Class warfare, one plate at a time
“This idea of fusion, it’s confusion. Yes, I’m a purist. Yes.”
–Chef Carmen “Titita” Ramirez, El Bajio Restaurants in Mexico City. Mija Chronicles, “Mexican food the old-fashion way at El Bajio.” June 1, 2010 interview
Located directly across from the Georgia viaduct freeway, the Main Street off-ramps, and up the block from the Jimi Hendrix shrine, is where the Hogan’s Alley black community, black businesses, and the only black church of Vancouver once stood. Now, ironically, on these demolished ruins sits the “Hogan’s Alley Cafe”. Newly purchased by Daniel Gomez Gonzalez and Patricia Becerril Vidrio, Mexican immigrants from Mexico City and Guadaljara in 2012 to Vancouver. Gonzalez and Vidrio, the parents of two young girls, mind the shop seven days a week. Behind the cafe’s front counter menu items are chalked on an enlarged blackboard and several handwritten signs are taped to the front windows, promoting the daily specials.
Chilaquiles, a Mexican staple breakfast of eggs and salsa served on a bed of melted cheese, beans and strips of corn tortillas, is a house favorite; and of course, huevos rancheros at $7.50 and the $8.50 chicken mole enchiladas never go unordered. But business isn’t booming and times have certainly toughened in the last six months for this immigrant family. Hogan’s Alley Cafe, unlike the Cuchillo restaurant, doesn’t cater to the city’s pretentious gentry and doesn’t have a pipeline of political connections or online foodie magazine contacts to help promote its vitality.

Dataset content:
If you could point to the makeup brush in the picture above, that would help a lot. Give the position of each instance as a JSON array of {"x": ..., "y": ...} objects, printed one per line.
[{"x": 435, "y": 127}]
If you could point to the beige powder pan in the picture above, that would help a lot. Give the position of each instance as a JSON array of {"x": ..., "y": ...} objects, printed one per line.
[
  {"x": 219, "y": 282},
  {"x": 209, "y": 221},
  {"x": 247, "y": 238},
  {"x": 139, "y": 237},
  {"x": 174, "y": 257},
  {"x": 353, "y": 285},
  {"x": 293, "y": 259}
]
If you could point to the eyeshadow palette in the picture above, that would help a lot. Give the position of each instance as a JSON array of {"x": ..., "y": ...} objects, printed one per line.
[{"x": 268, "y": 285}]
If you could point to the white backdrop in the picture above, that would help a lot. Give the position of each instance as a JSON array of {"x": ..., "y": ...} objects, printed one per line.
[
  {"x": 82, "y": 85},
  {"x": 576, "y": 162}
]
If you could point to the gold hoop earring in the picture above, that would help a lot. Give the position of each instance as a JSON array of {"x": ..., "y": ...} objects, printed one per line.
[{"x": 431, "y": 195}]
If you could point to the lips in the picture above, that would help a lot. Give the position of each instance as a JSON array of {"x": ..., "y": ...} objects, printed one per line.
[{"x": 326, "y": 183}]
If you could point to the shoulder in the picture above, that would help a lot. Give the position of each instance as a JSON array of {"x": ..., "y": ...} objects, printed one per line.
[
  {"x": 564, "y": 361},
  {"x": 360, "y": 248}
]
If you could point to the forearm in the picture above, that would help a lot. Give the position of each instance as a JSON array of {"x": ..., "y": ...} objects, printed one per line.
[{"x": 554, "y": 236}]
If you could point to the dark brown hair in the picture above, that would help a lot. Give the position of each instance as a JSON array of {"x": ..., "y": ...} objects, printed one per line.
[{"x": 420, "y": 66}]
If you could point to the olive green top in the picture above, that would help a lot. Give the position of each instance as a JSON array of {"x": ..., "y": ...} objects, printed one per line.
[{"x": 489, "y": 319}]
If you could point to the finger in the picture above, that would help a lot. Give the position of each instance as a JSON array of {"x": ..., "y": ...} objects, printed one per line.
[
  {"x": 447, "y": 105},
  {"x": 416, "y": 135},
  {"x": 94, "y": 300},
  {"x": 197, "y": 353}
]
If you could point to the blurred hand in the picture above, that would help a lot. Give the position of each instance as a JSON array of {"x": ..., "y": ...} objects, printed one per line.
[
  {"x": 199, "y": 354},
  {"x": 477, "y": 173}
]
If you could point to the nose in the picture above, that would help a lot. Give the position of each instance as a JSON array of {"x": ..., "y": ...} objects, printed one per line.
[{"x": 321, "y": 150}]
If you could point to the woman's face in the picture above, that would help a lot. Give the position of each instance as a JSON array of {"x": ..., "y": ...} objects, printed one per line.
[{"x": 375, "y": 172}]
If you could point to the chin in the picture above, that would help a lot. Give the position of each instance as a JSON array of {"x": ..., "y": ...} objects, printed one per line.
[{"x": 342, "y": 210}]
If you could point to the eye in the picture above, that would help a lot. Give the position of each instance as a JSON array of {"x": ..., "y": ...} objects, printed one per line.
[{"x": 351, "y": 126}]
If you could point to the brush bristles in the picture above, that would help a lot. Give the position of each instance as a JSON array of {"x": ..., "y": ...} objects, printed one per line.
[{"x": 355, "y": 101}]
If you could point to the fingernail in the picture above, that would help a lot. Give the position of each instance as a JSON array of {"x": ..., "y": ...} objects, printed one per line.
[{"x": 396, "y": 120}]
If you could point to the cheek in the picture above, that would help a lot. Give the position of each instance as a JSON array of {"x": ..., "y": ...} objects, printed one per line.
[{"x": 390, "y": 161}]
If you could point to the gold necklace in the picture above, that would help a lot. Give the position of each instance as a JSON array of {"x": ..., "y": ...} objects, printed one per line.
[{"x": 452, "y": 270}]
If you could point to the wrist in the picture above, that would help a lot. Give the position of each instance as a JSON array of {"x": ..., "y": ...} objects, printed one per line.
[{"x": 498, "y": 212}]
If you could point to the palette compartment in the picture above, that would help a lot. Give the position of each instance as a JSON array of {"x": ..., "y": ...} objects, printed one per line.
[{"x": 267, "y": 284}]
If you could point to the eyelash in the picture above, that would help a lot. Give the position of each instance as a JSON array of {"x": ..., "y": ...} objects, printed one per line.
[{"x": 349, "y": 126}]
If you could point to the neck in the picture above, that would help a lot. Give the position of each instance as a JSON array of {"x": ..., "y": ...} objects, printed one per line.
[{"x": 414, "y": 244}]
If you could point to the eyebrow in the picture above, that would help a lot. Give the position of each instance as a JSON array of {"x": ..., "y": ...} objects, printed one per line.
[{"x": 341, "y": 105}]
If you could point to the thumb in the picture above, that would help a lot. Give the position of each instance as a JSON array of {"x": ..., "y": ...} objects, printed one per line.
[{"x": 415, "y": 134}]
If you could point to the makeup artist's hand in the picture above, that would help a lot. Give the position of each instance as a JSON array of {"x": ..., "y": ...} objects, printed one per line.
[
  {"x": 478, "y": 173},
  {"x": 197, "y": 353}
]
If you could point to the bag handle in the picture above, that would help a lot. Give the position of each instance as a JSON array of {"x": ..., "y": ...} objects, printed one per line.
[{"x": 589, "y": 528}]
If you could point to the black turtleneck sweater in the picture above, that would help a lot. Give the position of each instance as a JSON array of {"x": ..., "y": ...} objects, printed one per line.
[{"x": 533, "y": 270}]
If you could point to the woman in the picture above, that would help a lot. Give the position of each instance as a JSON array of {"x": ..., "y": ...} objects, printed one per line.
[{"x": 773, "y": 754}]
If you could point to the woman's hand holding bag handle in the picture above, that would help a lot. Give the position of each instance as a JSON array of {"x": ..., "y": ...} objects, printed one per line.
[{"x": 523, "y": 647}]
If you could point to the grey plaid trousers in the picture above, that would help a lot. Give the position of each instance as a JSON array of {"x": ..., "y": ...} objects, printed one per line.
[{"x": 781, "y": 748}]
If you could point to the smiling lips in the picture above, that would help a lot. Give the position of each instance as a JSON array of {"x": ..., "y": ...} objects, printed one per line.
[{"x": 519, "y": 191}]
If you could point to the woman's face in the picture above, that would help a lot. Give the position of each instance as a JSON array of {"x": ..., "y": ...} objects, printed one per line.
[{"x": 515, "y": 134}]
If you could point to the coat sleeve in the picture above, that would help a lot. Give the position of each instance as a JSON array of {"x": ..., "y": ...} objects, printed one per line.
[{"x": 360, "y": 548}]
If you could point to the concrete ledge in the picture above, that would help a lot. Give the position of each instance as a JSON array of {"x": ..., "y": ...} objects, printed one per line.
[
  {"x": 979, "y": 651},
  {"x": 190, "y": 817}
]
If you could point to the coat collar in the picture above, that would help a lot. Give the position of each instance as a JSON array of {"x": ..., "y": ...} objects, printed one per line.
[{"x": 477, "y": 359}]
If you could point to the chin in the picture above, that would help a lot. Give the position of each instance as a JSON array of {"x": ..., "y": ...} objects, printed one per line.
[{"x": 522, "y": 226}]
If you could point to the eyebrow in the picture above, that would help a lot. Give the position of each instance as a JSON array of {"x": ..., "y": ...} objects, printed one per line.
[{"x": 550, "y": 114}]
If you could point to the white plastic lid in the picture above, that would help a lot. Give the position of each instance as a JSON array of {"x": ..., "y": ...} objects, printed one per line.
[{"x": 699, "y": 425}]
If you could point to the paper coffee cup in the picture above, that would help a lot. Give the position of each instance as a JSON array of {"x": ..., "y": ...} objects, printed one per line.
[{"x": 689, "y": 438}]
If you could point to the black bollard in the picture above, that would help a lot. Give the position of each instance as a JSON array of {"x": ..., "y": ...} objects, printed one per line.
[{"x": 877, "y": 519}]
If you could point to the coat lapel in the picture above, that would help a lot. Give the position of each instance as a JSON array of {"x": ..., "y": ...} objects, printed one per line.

What is needed:
Continue the piece on the Hogan's Alley Cafe from the point where it stops.

Exercise answer:
Hogan’s Alley Cafe owners, Daniel Gomez Gonzalez and Patricia Becerril Vidrio
Daniel and Patricia’s cafe can’t approach Cuchillo’s inflated pricepoints, where “lamb bondiga mole tacos” are $14 and “wild Mexican sea prawns tapas” sells for $21. Their $5 quesadilla is definitely no match for the sophistication of what Cuchillo chef and business partner Stu Irving described in a January, 2013 Scout Magazine interview as “honest comfort food, nothing fancy.”
When asked if their struggling small business can survive this gentrifying nexus of high commercial rents in Chinatown, Strathcona and the DTES neighbourhoods, Daniel observed: “We have no choice. Our life savings are in here. Neither myself or Patricia had our studies validated when we obtained residency in Canada. I’m an accountant and my wife is a physical therapist specializing in indigenous healing methods. But that was back home, I guess. With two little girls to feed and clothe, we have to make it. This place isn’t fancy but it’s good and affordable Mexican food. Please come back to eat, and get the word out. Our livelihood depends on it.”
DTES residents and allies will host a media conference outside of Cuchillo Restaurant at 261 Powell Street this Friday, July 5th at 6 p.m.